## DIRECTION:
Convert the lines below into a JSON list of strings, one string per line, and omit any blank lines. Leave the pictures out of your answer.

## DATA EXCERPTS:

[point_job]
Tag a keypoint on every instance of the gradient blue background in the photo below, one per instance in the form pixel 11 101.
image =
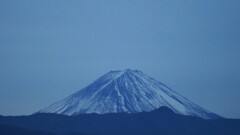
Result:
pixel 52 48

## RESPONSE TO THE TASK:
[
  "[point_job]",
  "Tag a keypoint on every instance of the gradient blue background in the photo below, one per instance in the form pixel 11 101.",
  "image =",
  "Result:",
  "pixel 52 48"
]